- **YOUR TASK**: Set down the full listing that follows, word for word.

- **TASK DATA**:

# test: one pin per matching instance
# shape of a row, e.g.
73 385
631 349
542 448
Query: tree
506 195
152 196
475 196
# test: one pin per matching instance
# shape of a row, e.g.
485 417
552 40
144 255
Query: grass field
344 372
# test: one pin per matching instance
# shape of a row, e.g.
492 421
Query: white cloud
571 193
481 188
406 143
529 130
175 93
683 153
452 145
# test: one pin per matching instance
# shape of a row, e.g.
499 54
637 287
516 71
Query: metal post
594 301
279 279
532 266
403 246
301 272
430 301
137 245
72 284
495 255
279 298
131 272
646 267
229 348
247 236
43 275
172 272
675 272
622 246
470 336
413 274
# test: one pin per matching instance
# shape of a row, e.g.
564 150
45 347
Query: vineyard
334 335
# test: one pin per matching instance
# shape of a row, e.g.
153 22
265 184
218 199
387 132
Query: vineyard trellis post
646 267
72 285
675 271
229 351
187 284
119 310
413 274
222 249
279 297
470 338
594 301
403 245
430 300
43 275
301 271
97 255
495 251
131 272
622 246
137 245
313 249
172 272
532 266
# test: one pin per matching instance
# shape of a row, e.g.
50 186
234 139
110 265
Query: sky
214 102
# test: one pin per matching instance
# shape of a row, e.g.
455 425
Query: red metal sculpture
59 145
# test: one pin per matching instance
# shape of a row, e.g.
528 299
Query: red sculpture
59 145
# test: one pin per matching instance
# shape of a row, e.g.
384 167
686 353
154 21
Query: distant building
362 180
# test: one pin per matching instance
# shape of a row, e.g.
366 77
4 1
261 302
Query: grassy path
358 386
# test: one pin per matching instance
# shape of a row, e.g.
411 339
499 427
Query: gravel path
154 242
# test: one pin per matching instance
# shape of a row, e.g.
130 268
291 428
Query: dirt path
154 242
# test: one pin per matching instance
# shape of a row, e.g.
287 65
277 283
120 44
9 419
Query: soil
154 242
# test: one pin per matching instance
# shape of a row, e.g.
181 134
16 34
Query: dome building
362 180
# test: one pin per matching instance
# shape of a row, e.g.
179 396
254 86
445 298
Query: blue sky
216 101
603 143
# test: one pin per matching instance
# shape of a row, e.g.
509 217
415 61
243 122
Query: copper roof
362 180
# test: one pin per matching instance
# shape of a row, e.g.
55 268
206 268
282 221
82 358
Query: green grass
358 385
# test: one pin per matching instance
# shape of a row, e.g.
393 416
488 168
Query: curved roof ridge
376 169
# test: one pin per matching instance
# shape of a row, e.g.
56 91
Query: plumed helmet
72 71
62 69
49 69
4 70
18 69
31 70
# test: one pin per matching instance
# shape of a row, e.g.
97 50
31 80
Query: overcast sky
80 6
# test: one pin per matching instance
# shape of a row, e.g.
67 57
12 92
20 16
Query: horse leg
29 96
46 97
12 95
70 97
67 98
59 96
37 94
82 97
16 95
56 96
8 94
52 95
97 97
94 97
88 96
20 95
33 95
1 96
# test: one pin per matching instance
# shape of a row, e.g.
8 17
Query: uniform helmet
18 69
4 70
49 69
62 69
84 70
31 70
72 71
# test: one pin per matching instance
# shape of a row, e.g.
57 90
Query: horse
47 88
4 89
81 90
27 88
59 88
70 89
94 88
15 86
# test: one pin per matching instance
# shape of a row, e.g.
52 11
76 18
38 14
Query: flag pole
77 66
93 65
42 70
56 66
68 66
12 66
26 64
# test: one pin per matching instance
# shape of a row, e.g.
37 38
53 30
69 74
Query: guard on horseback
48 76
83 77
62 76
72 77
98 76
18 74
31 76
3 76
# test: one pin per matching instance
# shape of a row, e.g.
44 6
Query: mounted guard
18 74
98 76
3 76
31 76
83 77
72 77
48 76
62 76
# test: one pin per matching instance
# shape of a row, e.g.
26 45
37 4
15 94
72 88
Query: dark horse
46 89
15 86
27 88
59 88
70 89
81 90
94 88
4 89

- **WRITTEN SOLUTION**:
# test: one pin per matching instance
# shape of a row, e.g.
73 385
631 349
542 448
Query: tree
506 195
152 196
475 196
# test: one pin per matching instance
# shape of a row, e.g.
485 417
552 40
144 255
Query: grass field
344 372
# test: one pin per matching instance
# shape of a row, e.g.
492 421
Query: white cloud
571 193
481 188
406 143
529 130
175 93
683 153
452 145
# test: one pin per matching instance
# shape of a row, e.g.
499 54
637 287
516 71
Query: metal post
594 301
279 279
532 266
403 246
301 272
430 301
137 245
72 284
495 255
279 298
131 272
646 267
229 348
247 236
43 275
172 272
675 272
622 246
470 336
413 274
# test: one pin per matching instance
# shape of a row, e.g.
564 150
45 347
Query: vineyard
334 335
# test: one pin per matching instance
# shape of a row, e.g.
153 22
265 184
218 199
387 132
Query: vineyard trellis post
646 267
72 285
675 271
229 351
187 284
119 310
413 274
222 249
279 297
470 338
594 301
403 245
430 300
43 275
301 271
97 255
495 251
131 272
622 246
137 245
313 249
172 272
532 266
# test: one pin per matching instance
# shape of a row, e.g.
50 186
234 139
110 265
Query: sky
214 102
# test: one pin per matching instance
# shape of a row, e.g.
455 425
Query: red metal sculpture
59 145
# test: one pin per matching instance
# shape of a row, e.g.
528 299
Query: red sculpture
59 145
# test: one pin per matching instance
# shape of a row, e.g.
384 167
686 353
154 21
Query: distant building
362 180
# test: one pin per matching instance
# shape of a row, e.g.
366 77
4 1
261 302
Query: grassy path
358 386
# test: one pin per matching instance
# shape of a row, e.g.
411 339
499 427
Query: gravel path
154 242
# test: one pin per matching instance
# shape of a row, e.g.
130 268
291 428
Query: dirt path
154 242
# test: one pin per matching instance
# shape of a row, e.g.
287 65
277 283
120 44
9 419
Query: soil
154 242
# test: one pin per matching instance
# shape of a row, e.g.
181 134
16 34
Query: dome building
362 180
# test: one pin per matching instance
# shape of a row, e.g.
179 396
254 86
445 298
Query: blue sky
216 101
603 143
# test: one pin per matching instance
# shape of a row, e.g.
509 217
415 61
243 122
Query: copper roof
362 180
# test: one pin per matching instance
# shape of a row, e.g.
55 268
206 268
282 221
82 358
Query: green grass
358 385
# test: one pin per matching instance
# shape of a row, e.g.
393 416
488 168
Query: curved roof ridge
376 169
# test: one pin per matching instance
# shape of a row, e.g.
56 91
Query: plumed helmet
72 71
62 69
49 69
4 70
18 69
31 70
# test: one pin per matching instance
# shape of a row, e.g.
97 50
31 80
Query: overcast sky
80 6
# test: one pin per matching instance
# shape of a row, e.g.
67 57
12 92
20 16
Query: horse leg
29 96
46 97
12 95
70 97
67 98
59 96
37 94
82 97
16 95
56 96
8 94
52 95
97 97
94 97
88 96
20 95
33 95
1 96
# test: one pin per matching instance
# shape of a row, e.g.
8 17
Query: uniform helmet
18 69
4 70
49 69
62 69
84 70
31 70
72 71
# test: one pin per matching instance
# shape of a row, e.g.
57 90
Query: horse
47 88
4 89
81 90
27 88
59 88
70 89
94 88
15 86
# test: one pin per matching instance
# shape of a row, e.g.
52 11
76 18
38 14
Query: flag pole
77 66
93 65
42 70
56 66
68 66
12 66
26 64
# test: one pin per matching instance
# shape of a row, e.g.
37 38
53 30
69 74
Query: guard on horseback
48 76
83 77
62 76
72 77
98 76
18 74
31 76
3 76
# test: one pin per matching instance
# shape of a row, e.g.
44 6
Query: mounted guard
18 74
98 76
3 76
31 76
83 77
72 77
48 76
62 76
# test: one pin per matching instance
# shape of a row, e.g.
26 45
37 4
15 94
72 88
Query: dark horse
46 89
15 86
27 88
59 88
70 89
81 90
94 88
4 89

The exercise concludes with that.